=== Task to complete ===
Look through the records below for the line with "x=15, y=367" and the line with "x=30, y=378", then return those lines and all lines between, exactly.

==================================================

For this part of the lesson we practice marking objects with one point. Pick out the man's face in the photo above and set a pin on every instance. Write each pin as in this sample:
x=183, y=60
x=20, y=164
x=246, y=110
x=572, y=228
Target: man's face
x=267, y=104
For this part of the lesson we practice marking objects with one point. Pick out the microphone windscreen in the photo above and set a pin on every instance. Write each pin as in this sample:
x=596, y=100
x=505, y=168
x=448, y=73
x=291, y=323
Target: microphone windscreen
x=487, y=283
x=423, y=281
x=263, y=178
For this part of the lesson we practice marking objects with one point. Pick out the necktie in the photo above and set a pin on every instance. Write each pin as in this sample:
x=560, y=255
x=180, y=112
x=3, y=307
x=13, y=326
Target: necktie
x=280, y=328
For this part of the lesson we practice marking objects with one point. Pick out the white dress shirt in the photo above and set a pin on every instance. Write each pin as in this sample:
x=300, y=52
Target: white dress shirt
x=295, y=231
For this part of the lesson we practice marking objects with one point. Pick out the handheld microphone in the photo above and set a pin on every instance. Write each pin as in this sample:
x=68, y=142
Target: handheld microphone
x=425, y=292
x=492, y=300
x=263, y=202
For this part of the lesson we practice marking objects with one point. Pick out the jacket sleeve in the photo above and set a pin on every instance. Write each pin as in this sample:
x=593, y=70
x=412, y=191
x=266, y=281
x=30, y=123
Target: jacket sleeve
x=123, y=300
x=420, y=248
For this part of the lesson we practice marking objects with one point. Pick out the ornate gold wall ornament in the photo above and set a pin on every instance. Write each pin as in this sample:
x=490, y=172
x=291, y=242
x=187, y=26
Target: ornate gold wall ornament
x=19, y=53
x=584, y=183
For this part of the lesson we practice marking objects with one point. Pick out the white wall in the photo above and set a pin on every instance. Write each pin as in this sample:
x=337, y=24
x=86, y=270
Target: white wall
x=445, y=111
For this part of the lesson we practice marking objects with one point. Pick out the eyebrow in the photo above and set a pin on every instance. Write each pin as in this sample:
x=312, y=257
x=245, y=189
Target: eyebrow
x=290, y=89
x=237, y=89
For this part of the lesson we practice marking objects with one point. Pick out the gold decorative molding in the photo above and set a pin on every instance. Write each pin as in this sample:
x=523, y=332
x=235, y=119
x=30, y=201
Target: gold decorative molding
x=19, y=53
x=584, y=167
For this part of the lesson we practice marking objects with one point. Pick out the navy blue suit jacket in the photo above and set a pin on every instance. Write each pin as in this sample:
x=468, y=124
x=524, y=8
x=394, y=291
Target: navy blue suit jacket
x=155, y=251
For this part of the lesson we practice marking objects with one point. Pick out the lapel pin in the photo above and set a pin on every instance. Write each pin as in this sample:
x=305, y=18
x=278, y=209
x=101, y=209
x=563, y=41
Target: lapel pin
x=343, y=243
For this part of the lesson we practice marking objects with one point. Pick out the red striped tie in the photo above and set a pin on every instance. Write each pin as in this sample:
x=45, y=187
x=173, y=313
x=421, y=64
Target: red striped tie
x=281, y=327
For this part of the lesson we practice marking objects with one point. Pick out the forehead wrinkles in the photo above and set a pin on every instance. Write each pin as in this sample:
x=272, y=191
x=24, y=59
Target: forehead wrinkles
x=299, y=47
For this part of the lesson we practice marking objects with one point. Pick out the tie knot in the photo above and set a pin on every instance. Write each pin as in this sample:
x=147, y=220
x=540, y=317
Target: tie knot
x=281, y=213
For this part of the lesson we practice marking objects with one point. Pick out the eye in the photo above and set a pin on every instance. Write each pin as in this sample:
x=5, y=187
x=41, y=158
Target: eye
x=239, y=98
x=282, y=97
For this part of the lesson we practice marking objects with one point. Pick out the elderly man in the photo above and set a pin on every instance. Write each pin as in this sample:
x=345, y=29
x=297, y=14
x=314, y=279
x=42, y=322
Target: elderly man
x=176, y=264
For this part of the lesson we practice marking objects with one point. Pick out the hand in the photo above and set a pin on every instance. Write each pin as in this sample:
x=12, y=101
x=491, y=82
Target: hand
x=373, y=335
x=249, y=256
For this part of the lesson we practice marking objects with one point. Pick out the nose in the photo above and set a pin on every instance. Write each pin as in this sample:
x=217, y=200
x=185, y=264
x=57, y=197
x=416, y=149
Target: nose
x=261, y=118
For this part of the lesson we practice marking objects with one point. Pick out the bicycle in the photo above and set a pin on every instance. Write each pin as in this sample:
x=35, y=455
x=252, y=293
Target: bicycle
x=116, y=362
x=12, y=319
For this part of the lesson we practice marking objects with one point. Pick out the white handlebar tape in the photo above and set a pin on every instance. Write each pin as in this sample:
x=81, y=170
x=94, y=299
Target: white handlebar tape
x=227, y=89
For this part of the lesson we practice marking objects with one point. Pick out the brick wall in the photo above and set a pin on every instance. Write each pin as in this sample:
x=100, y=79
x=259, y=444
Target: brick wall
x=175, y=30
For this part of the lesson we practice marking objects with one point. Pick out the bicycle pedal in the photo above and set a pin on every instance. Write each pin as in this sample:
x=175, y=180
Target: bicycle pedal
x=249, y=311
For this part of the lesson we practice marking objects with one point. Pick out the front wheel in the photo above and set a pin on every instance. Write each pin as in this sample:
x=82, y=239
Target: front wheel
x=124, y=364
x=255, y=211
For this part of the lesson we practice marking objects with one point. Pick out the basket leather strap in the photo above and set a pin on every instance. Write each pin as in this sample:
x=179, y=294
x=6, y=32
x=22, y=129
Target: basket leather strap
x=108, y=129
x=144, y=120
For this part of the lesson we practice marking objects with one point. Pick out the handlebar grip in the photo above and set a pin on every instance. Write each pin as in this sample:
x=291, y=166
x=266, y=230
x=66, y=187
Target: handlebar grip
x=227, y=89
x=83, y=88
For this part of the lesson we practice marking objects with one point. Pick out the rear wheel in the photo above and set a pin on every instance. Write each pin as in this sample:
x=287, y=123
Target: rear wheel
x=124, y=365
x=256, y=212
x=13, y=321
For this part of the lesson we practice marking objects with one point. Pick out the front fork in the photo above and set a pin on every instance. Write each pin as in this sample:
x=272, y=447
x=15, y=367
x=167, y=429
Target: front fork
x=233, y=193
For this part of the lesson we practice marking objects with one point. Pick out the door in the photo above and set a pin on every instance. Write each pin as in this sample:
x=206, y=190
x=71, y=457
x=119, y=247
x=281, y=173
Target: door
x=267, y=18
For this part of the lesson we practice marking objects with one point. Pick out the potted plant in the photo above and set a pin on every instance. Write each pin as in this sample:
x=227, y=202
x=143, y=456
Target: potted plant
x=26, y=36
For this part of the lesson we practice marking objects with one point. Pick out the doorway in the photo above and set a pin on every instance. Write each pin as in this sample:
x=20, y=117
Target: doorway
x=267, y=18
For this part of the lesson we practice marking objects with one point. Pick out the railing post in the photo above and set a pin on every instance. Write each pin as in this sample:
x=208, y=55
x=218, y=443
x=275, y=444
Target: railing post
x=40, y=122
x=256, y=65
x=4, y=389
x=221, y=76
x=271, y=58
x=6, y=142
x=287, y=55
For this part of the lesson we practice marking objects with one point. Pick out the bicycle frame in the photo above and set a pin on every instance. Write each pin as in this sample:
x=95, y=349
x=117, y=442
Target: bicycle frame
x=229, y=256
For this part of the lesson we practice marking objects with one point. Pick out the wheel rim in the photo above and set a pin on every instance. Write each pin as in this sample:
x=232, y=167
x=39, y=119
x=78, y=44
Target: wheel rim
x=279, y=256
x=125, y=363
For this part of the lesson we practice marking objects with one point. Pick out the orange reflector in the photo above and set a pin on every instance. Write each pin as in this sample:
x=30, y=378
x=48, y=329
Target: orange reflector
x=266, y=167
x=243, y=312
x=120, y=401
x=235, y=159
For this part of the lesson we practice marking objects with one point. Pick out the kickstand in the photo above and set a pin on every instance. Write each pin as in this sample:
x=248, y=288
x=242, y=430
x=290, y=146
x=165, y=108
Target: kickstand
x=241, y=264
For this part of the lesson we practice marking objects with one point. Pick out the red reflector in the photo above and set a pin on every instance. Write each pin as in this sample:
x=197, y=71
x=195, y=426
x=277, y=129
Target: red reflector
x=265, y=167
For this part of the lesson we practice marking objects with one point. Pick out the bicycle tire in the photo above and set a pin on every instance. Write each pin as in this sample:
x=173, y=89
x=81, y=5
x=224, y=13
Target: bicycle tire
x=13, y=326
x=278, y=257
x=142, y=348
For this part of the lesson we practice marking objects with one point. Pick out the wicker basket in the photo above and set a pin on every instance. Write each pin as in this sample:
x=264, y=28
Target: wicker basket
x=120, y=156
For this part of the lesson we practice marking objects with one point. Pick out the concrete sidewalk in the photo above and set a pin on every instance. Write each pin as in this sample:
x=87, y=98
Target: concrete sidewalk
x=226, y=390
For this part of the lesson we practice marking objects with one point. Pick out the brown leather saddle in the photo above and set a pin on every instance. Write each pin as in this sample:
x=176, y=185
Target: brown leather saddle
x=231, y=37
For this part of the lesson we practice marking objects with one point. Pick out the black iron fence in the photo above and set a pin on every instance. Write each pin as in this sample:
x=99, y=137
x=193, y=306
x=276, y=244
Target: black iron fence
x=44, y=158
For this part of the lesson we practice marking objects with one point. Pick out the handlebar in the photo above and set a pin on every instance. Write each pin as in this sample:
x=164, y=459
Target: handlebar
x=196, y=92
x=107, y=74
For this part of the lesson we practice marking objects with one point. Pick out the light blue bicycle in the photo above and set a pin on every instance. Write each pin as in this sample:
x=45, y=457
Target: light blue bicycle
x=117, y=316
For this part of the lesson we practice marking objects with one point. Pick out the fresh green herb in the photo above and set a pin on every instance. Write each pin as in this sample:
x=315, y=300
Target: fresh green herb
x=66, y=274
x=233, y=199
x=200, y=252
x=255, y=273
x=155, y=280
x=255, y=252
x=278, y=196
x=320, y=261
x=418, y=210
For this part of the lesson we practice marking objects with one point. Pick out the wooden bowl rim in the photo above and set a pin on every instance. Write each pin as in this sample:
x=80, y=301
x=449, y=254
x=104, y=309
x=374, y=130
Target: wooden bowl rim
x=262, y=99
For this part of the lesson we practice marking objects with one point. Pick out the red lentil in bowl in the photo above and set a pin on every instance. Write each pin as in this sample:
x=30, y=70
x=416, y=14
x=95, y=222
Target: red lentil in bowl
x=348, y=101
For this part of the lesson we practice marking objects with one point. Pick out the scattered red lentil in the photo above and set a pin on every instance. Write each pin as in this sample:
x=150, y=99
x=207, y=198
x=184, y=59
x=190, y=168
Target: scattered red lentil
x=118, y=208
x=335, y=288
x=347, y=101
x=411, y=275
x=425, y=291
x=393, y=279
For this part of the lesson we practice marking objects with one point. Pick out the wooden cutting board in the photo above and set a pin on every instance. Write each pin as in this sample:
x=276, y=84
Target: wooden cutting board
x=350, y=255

==================================================

=== Answer space ===
x=15, y=367
x=167, y=429
Target: front fork
x=233, y=193
For this part of the lesson we practice marking objects with one point. Pick out the door in the photo above and set a pin on every instance. Write each pin as in this sample:
x=206, y=190
x=71, y=457
x=119, y=247
x=281, y=173
Target: door
x=267, y=18
For this part of the lesson we practice marking objects with one point. Pick out the potted plant in the photo above and set a pin on every instance. Write each pin as in this sample:
x=227, y=202
x=143, y=456
Target: potted plant
x=26, y=36
For this part of the lesson we practice marking objects with one point. Pick out the doorway in the photo above and set a pin on every instance. Write each pin as in this sample:
x=20, y=117
Target: doorway
x=267, y=18
For this part of the lesson we practice marking objects with one point. Pick out the railing post in the photo above and set a pin on every instance. Write each pin as in this sample:
x=208, y=55
x=218, y=443
x=275, y=444
Target: railing post
x=40, y=122
x=256, y=65
x=4, y=389
x=221, y=76
x=271, y=58
x=6, y=142
x=287, y=55
For this part of the lesson we practice marking objects with one point. Pick out the bicycle frame in the photo above and set a pin on every instance. Write each pin as in this sample:
x=95, y=349
x=117, y=442
Target: bicycle frame
x=229, y=256
For this part of the lesson we practice marking objects with one point. Pick out the wheel rim in the photo above and set a pin on every instance. Write each pin as in this sample:
x=232, y=167
x=39, y=119
x=78, y=44
Target: wheel rim
x=279, y=256
x=125, y=363
For this part of the lesson we practice marking objects with one point. Pick out the orange reflector in the photo above and set a pin on every instance. Write each pin as in this sample:
x=30, y=378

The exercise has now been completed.